_WORK TO BE COMPLETED_
Please return each of the entries exactly, minus their pictures.

_DATA TO PROCESS_
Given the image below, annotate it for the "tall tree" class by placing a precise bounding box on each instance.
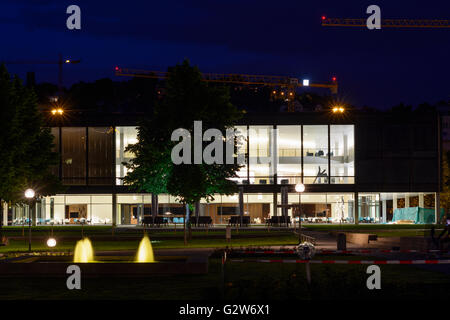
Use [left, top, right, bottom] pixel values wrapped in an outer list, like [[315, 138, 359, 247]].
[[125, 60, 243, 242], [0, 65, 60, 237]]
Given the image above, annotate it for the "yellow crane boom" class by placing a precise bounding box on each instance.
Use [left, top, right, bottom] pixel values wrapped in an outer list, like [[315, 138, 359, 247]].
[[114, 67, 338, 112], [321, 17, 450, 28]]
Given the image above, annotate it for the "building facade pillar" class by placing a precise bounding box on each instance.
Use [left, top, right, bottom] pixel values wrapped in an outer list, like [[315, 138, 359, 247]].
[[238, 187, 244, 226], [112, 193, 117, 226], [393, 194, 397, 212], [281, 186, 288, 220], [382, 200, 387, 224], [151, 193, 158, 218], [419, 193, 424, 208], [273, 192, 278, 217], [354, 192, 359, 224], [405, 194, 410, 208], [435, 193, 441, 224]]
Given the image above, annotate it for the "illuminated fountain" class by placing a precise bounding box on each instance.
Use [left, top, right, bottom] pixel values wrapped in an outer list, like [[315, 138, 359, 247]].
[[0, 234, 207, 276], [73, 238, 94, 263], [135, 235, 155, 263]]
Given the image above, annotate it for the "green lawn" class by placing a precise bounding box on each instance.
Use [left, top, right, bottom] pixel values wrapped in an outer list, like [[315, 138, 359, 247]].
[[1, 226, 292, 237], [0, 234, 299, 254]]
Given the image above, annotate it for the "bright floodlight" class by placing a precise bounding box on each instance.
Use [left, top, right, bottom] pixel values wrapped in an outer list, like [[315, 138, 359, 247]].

_FINISHED EXERCISE_
Given the image below, annotate it for the "tall tree" class by placing a precise bounding box on each instance.
Use [left, top, right, bottom] pixel values wrapped in an outer list, like [[315, 138, 359, 247]].
[[125, 60, 243, 242], [0, 65, 60, 237]]
Given the image above, annotate it for the "yellow crane boom" class by placing a precise bounding box on each instance.
Use [left, top, right, bottom] pixel values wrapped in an outer list, like [[315, 138, 359, 247]].
[[114, 67, 338, 112], [321, 17, 450, 28]]
Given the image above, annotate it for the "building facade pillar" class by placing a precise bounding box on each instance.
Use [left, top, right, bottom] pixel values wrapped in an outer list, like [[315, 138, 359, 247]].
[[238, 187, 244, 226], [112, 193, 117, 226], [393, 194, 397, 212], [281, 186, 288, 220], [382, 200, 387, 224], [151, 193, 158, 218], [419, 193, 424, 208], [273, 192, 278, 217], [354, 192, 359, 224], [405, 194, 410, 208], [435, 193, 441, 224]]
Given the image above, annotate it for the "illuminated fountain" class by placing a precise bounding box on each instance.
Use [left, top, right, bottom] pixel values wrapped in an outer list, like [[315, 138, 359, 247]].
[[0, 234, 207, 276], [73, 238, 94, 263], [135, 235, 155, 263]]
Given the image above, annotate it for the "green lawn" class by placing a precise bounding box on each instance.
Use [left, top, right, bottom] pixel values wrapped in an outer list, like [[315, 138, 359, 247]].
[[1, 226, 292, 237], [0, 234, 299, 254]]
Given the image above, annotate it for the "bright floodlight" class by placing a precise bounding box on each instance.
Use [left, top, right, bottom] pixel values wrapped in an outer list, like [[315, 138, 359, 247]].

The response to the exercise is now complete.